#### BRIEF:
Return in full every line below that contains the string "cushion". The match is case-sensitive.

#### DATA PROVIDED:
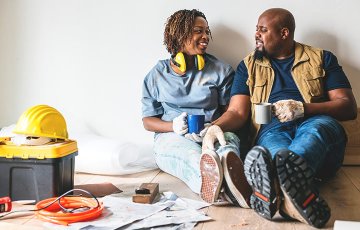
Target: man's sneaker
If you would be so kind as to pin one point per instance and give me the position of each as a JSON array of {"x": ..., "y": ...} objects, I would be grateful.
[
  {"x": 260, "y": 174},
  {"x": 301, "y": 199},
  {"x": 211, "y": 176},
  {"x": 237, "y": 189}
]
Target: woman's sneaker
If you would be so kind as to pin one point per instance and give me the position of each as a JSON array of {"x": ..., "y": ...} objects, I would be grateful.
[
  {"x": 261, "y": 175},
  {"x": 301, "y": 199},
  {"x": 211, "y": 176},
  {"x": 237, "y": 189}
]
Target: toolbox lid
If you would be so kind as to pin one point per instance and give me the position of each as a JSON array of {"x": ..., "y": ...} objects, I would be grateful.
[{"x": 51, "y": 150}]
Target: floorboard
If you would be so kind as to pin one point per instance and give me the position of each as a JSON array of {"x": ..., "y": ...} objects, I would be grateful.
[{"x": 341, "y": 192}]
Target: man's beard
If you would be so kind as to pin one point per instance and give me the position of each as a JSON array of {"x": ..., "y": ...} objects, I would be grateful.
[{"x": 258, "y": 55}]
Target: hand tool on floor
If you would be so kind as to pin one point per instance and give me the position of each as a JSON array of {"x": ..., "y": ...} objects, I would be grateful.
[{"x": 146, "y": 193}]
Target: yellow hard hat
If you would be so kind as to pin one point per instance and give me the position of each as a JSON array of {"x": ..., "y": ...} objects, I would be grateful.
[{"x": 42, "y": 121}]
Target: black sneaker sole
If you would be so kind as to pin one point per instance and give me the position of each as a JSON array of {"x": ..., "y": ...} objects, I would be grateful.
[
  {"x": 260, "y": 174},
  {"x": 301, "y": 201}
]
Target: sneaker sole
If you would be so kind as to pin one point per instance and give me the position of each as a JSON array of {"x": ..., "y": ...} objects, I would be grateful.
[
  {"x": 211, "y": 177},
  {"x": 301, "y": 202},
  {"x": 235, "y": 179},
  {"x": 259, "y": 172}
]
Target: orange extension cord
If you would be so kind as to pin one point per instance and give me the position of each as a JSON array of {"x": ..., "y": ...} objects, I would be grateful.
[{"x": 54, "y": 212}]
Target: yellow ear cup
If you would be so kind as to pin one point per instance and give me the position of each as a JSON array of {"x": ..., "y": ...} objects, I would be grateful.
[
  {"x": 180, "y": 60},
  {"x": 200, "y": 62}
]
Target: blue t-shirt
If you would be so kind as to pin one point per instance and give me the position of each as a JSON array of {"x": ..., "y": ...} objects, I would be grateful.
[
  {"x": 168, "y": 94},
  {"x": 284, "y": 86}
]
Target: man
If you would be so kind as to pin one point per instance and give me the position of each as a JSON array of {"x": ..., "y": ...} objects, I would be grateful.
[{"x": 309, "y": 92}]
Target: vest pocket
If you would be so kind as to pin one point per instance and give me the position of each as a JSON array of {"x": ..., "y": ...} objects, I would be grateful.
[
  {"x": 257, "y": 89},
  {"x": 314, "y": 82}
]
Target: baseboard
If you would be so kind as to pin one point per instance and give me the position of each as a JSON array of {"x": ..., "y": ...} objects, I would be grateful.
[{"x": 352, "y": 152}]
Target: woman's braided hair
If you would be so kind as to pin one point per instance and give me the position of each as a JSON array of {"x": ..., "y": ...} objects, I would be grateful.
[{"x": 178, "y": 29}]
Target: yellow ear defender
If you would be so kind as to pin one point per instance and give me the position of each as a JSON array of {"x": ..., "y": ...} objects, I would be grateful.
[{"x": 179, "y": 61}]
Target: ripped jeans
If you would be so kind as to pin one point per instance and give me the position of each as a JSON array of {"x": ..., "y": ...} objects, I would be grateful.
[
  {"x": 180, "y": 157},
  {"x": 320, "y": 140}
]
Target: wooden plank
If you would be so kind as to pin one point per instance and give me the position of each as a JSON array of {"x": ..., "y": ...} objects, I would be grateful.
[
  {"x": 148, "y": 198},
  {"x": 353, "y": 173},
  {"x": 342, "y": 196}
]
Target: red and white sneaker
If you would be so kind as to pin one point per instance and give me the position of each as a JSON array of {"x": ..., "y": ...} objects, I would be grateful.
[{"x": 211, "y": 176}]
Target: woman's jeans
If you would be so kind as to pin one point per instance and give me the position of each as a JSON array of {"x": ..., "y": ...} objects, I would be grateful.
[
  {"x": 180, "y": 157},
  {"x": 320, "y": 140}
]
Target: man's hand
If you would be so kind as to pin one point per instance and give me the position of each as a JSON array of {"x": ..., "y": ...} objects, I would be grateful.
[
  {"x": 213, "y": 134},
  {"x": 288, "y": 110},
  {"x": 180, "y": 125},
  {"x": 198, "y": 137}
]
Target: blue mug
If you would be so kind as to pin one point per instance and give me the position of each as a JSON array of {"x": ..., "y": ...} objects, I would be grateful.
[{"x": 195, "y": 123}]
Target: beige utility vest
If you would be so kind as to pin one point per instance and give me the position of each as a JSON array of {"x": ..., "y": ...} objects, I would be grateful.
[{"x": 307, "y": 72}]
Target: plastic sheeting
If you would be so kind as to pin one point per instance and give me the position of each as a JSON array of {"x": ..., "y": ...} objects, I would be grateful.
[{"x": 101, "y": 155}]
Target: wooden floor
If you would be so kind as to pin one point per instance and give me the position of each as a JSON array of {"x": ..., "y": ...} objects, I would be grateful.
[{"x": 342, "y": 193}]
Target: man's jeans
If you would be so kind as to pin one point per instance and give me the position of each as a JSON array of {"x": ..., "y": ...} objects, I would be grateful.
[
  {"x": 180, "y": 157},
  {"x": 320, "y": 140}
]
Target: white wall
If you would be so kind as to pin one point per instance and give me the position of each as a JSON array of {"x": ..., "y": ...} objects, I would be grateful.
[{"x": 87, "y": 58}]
...
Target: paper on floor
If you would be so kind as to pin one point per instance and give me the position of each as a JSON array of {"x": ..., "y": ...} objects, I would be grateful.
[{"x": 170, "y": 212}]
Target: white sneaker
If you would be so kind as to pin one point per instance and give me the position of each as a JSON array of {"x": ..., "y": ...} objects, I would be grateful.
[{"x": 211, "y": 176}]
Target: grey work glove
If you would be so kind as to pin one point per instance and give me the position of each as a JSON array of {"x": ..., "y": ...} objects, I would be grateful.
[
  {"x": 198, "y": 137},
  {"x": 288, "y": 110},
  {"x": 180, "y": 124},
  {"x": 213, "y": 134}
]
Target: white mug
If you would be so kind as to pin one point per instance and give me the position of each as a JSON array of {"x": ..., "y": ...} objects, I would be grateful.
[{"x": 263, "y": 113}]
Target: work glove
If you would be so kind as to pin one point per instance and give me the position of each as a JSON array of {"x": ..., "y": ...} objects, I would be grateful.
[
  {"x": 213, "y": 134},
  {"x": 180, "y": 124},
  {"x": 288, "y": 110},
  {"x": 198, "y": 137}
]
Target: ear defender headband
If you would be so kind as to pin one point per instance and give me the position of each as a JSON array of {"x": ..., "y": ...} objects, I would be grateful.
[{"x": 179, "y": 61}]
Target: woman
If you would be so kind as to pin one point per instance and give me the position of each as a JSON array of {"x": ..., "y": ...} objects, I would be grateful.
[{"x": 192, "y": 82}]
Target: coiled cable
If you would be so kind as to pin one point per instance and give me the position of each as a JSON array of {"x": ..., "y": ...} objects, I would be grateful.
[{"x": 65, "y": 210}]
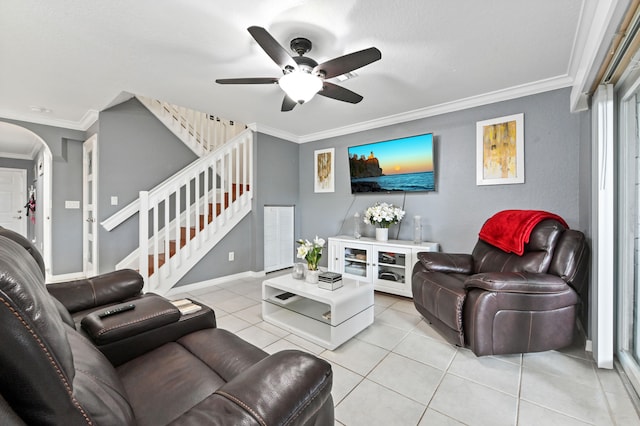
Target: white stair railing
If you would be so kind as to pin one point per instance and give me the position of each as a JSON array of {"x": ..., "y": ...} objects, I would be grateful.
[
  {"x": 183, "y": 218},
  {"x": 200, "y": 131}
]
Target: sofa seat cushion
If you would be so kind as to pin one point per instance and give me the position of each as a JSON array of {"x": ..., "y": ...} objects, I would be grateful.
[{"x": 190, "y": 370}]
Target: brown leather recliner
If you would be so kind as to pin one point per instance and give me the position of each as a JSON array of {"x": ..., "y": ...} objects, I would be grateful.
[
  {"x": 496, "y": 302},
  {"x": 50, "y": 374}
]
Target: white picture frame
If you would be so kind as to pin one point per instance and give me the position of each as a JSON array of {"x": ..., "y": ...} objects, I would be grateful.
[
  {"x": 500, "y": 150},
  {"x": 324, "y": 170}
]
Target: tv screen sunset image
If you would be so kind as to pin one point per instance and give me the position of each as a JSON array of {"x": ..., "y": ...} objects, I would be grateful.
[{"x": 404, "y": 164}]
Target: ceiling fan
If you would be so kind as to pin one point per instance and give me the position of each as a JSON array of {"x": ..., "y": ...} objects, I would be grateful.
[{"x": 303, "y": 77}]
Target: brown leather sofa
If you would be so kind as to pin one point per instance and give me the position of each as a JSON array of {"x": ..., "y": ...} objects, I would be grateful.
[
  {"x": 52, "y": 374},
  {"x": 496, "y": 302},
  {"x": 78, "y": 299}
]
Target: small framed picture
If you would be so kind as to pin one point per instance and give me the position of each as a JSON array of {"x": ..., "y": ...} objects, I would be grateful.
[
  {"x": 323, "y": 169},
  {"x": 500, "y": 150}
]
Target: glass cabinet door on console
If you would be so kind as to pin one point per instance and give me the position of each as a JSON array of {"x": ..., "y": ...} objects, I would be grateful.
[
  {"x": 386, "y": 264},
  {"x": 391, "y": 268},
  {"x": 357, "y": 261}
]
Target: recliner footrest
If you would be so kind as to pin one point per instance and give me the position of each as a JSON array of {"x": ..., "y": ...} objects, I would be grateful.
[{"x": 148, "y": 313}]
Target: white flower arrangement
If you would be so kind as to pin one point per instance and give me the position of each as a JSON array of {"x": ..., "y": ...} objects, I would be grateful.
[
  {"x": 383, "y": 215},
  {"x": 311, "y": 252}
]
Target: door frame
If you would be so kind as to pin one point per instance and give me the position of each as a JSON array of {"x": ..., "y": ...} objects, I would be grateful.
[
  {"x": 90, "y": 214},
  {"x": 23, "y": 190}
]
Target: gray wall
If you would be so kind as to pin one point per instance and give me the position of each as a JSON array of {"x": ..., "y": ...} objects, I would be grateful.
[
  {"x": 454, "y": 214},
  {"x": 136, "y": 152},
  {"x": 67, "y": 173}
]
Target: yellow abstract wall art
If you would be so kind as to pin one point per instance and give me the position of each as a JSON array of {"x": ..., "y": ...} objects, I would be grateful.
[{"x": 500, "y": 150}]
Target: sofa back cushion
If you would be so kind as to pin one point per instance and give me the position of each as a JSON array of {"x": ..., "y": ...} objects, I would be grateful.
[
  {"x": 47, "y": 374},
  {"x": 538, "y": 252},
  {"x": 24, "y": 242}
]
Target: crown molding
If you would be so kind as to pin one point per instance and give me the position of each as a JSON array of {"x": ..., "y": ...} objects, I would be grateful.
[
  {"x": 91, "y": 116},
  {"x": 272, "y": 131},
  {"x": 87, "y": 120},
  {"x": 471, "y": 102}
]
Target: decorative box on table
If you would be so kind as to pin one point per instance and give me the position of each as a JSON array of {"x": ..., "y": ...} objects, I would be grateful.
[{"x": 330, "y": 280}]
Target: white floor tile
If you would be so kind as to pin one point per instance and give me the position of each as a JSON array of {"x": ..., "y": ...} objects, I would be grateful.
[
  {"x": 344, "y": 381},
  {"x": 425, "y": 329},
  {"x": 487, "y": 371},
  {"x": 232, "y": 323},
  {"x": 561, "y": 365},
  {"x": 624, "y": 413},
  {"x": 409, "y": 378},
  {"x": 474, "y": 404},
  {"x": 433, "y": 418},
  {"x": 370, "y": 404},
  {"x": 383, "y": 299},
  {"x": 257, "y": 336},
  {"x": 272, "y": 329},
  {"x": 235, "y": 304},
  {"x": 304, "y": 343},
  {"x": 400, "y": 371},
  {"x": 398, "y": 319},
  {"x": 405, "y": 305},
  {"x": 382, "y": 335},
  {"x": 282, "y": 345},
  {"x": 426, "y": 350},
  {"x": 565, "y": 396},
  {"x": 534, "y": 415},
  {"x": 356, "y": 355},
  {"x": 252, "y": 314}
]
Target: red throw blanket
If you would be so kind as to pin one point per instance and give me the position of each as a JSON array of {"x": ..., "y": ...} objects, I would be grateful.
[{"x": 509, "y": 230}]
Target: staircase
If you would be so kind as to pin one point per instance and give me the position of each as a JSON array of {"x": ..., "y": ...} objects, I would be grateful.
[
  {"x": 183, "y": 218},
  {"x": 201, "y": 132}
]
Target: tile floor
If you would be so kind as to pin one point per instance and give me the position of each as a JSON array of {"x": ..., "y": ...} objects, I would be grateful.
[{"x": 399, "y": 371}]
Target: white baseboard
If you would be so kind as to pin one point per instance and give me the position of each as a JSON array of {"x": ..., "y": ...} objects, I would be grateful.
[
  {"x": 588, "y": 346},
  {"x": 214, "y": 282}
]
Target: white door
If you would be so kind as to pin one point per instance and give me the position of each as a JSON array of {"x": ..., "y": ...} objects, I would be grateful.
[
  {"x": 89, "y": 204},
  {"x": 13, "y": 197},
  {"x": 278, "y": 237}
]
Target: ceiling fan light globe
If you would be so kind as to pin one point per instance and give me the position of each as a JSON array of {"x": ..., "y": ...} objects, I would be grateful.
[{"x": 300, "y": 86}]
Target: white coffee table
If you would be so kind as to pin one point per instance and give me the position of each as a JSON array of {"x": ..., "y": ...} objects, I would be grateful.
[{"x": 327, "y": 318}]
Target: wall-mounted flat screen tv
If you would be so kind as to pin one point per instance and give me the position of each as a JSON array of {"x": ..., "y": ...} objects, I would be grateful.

#### TASK RESPONSE:
Target: sofa seat cushion
Target: sofa back cushion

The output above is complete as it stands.